> _Фрагмент страницы_
================================

Другой вопрос – определение и трансформация внутренняя. Так, украинский кризис высветил ряд проблемных точек, характерных для всех стран постсоветского пространства. Например – вопросы консолидации нации, проблему дистанцирования государственного аппарата от населения и выполнения своих функций, вопросы военного строительства и реформирования силовых структур и многие другие.
Если же возвращаться к российско-турецким отношениям, то для меня эта ситуация малопредсказуемая, поскольку она базируется не столько на структурных вопросах и политической проблематике, сколько на вопросах психологических, личных амбициях двух политических деятелей.
И еще раз подчеркну: страны Центральной Азии – никакие не спутники. У нас есть весь потенциал дистанцироваться от рассматриваемой проблемы, фокусируясь на собственных интересах. Другой вопрос – как эта возможность будет использована.
- Что сегодня происходит с трудовой миграцией в регионе? Таджикистан, Узбекистан и Кыргызстан традиционно были ориентированы на то, что их граждане зарабатывают в России. Сегодня идет сокращение трудовой миграции в РФ. Как это отразится на экономике региона?
Я не специалист в области трудовой миграции. Бесспорно, любой исследователь, занимающийся вопросами безопасности стран Центральной Азии, будет учитывать фактор экономического кризиса в России, ухудшение экономической ситуации в странах Центральной Азии и отражение этих факторов на общих и экономических аспектах безопасности. Однако четкий анализ этого требует экономического образования.
- В чем заключается влияние китайского фактора на Центральную Азию целиком и каждую страну в отдельности?
- Как я уже указывал, для меня "китайский фактор" в странах Центральной Азии – это экономическое вовлечение внерегиональной силы (Китая) с целью стимулирования развития одного из своих регионов (СУАР). Соответственно формируются некоторые более конкретные позиции. Например – заинтересованность в предсказуемости действий режимов в странах Центральной Азии и, соответственно, в их условной "стабильности"; в формировании инфраструктурной связанности стран Центральной Азии как с Китаем, так и между собой; в использовании так называемого "транзитного потенциала" Центральной Азии в рамках проекта Экономического пояса Шелкового пути. Ничего более я в среднесрочной перспективе выделять не стал бы.

================================

> _Доступные данные_
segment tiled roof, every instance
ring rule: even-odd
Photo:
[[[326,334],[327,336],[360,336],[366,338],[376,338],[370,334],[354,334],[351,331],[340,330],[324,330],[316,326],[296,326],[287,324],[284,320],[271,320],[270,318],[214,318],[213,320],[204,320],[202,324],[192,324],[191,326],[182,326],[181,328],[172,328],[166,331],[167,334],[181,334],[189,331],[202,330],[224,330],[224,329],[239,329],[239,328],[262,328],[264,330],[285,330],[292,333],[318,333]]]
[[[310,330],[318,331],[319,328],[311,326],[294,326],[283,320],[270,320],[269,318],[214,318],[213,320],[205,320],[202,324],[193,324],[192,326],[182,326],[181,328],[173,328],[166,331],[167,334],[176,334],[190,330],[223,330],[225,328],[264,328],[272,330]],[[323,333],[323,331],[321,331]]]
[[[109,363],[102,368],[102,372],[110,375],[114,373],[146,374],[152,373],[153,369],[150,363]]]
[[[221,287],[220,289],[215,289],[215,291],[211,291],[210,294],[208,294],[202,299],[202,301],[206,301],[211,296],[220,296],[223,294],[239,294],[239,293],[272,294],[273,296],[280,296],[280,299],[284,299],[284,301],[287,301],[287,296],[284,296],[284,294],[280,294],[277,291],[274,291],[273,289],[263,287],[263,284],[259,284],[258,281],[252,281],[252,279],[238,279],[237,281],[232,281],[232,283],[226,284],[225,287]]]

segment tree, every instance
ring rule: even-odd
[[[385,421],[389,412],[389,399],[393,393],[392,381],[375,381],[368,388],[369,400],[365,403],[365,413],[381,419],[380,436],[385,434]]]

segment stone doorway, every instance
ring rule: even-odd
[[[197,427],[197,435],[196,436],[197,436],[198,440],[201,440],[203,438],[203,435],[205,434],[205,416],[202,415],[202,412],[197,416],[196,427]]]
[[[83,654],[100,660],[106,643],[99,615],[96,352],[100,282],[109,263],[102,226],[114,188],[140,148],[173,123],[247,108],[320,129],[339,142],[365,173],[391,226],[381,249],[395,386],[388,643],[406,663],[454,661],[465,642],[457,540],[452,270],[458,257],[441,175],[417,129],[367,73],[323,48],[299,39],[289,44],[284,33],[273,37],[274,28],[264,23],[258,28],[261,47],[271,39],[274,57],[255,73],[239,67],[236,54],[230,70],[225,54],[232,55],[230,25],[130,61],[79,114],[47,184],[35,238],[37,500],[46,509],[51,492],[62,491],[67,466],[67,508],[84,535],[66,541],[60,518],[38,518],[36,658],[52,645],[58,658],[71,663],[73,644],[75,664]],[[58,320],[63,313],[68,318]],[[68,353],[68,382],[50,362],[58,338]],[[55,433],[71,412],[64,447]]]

================================

> _Суть задания_
Перепишите фрагмент страницы начиная со слов «Другой вопрос – определение» и заканчивая словами «возможность будет использована.» включительно, поставив «сирийский кризис» вместо «украинский кризис».

> _Результат задания_
Другой вопрос – определение и трансформация внутренняя. Так, сирийский кризис высветил ряд проблемных точек, характерных для всех стран постсоветского пространства. Например – вопросы консолидации нации, проблему дистанцирования государственного аппарата от населения и выполнения своих функций, вопросы военного строительства и реформирования силовых структур и многие другие.
Если же возвращаться к российско-турецким отношениям, то для меня эта ситуация малопредсказуемая, поскольку она базируется не столько на структурных вопросах и политической проблематике, сколько на вопросах психологических, личных амбициях двух политических деятелей.
И еще раз подчеркну: страны Центральной Азии – никакие не спутники. У нас есть весь потенциал дистанцироваться от рассматриваемой проблемы, фокусируясь на собственных интересах. Другой вопрос – как эта возможность будет использована.